▸ YOUR GOAL: Retype each of the rows below word for word, leaving out the pictures.

───── INPUT ROWS ─────

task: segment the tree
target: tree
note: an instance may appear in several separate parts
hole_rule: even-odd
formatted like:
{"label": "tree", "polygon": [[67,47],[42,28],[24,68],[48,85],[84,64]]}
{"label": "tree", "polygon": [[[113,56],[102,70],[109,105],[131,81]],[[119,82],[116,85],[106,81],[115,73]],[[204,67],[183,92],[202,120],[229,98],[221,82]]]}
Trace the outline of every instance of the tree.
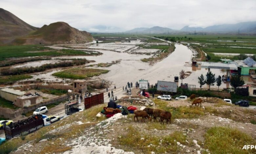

─────

▸ FINAL RESULT:
task: segment the tree
target: tree
note: an instance may appear in several separate parts
hole_rule: even-odd
formatted like:
{"label": "tree", "polygon": [[67,47],[42,28],[24,68],[48,85],[84,64]]}
{"label": "tree", "polygon": [[[113,56],[102,70],[109,105],[131,81]],[[119,82],[116,85],[106,81],[115,73]],[[204,67],[183,92],[202,120],[229,98],[221,82]]]}
Trace the outline of every instance of the tree.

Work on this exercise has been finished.